*** EXTRACTED TEXT Section Begins ***

It's open season on young men - particularly those plying a trade as international footballers (mismatched boots and all) in Brazil.
And it's not just the young footballers who come in for a battering. Their bosses too are in the bear pit of public opinion, being ripped to shreds with clawed words of collective frustration.
We're all at it. Even one of my favourite writers, Tony Parsons, has started foaming at the mouth. "Show some spine against Costa Rica, England," he wrote in The Sun newspaper on Tuesday.
"Remember the men who pulled on those shirts before you. Remember the nation you represent. Show us that England is still the home of the Three Lions. And not merely a nation of fat, neutered pussies."
Take a moment to read that again slowly: "Fat, neutered pussies."
No pressure then, lads. Maybe, it's time to take a long hard look at how we frame success, what we expect of men and how these two interact for the good of society.
Now read this first line (from an article in the Guardian in February) with the same passion: "The male suicide rate in the UK was 3½ times that of women in 2012, the highest ratio between the sexes in more than 30 years."

*** EXTRACTED TEXT Section Ends ***

*BRIEF 1*
According to the article about England's footballers, in which newspaper and on which day did Tony Parsons write "Show some spine against Costa Rica, England"?
*BRIEF 2*
Extend the article about England's footballers, starting after its final sentence.
The items have no part in the work on the article about England's footballers.

*** DATA EXCERPTS Section Begins ***

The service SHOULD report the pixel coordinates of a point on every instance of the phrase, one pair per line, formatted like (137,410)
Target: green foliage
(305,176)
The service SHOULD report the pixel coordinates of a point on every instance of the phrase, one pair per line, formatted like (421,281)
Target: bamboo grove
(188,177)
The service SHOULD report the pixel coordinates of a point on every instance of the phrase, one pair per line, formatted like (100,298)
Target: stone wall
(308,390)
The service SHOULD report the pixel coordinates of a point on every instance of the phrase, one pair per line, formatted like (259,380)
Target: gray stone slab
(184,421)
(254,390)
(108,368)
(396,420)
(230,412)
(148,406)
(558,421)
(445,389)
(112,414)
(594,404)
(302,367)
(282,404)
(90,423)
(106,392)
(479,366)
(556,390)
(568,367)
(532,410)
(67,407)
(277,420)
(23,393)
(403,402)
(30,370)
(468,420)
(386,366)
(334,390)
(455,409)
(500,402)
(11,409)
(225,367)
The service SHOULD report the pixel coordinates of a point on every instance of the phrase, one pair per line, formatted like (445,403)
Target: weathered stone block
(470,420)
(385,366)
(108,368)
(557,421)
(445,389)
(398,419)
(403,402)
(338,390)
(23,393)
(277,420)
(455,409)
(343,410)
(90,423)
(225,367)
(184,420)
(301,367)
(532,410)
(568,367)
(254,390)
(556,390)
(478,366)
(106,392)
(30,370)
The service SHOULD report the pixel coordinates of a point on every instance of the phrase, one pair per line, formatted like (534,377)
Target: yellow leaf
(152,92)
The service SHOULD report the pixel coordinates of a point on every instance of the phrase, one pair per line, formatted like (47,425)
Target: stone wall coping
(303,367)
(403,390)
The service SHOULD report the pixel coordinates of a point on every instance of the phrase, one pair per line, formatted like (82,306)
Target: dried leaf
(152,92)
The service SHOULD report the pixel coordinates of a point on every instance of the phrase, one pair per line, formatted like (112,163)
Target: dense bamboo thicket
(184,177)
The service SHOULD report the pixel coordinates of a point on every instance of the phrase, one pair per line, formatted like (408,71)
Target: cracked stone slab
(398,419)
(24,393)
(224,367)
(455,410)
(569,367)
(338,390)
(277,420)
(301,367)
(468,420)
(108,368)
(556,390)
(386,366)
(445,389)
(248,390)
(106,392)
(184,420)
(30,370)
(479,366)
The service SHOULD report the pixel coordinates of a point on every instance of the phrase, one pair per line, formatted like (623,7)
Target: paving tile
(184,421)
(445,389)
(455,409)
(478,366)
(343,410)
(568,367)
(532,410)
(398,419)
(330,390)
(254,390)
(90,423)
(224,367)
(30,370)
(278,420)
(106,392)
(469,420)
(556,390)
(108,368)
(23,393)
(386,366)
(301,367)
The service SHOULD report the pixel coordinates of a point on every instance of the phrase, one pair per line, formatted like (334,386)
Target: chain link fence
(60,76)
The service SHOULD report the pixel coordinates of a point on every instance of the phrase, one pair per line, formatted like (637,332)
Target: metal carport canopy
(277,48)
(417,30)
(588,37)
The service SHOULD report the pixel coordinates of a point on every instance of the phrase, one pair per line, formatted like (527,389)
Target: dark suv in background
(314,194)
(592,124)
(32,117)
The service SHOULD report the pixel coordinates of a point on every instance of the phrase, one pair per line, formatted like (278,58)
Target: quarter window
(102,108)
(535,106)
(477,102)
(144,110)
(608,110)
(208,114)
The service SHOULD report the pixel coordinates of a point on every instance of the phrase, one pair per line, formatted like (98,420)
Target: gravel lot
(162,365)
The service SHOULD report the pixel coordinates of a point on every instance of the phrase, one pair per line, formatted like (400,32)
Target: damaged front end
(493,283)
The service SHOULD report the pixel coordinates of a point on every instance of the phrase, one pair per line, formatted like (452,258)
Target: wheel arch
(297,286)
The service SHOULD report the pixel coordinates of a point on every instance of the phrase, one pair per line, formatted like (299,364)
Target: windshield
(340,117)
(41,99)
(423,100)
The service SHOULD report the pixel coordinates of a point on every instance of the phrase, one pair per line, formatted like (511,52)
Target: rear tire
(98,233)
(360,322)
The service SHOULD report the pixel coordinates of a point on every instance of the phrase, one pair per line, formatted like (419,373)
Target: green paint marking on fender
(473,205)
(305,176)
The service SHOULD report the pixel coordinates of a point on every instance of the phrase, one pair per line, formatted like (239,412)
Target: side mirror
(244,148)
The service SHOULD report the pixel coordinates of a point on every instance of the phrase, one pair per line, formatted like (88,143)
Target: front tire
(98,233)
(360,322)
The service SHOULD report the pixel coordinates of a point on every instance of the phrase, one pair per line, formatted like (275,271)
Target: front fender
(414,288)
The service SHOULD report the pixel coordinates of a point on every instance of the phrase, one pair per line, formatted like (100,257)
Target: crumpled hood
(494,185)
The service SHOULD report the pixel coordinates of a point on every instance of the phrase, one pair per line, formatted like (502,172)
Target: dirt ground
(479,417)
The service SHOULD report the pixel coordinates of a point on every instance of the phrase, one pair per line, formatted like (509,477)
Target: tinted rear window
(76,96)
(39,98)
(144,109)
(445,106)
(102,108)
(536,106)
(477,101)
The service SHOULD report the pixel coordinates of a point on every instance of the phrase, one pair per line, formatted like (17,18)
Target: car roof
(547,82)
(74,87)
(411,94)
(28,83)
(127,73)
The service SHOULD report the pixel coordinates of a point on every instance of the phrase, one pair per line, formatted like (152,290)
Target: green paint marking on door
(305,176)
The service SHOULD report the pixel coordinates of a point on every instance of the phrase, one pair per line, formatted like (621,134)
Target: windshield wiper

*** DATA EXCERPTS Section Ends ***

*ANSWER SPACE 1*
In The Sun newspaper, on Tuesday.

*ANSWER SPACE 2*
Set against a background of real world issues, there's something more significant at play than just a game of footy.
Our treatment of young men needs to be questioned. Should we accept it's open season on them? Should we accept using them as a punchbag for an emotional battering? Should we expect them to soak up the pressure and absorb everything we throw at them? If you think we should, why are so many young men not living happy lives as well adjusted individuals ready to cope with loving relationships and fatherhood?
We've all tried and failed loads of times. More often than not the process has made us better people. The thought of being jeered in the street, accused of being bad at our jobs, being a bad person who doesn't care and we should quit our jobs would destroy us all, wouldn't it?
According to the Clare Wyllie, head of policy and research Samaritans "society has this masculine ideal that people are expecting to live up to.
"Lots of that has to do with being a breadwinner. When men don't live up to that it can be quite devastating for them."
Paul Bristow, from the Mental Health Foundation, supports the view that there's something going wrong with men.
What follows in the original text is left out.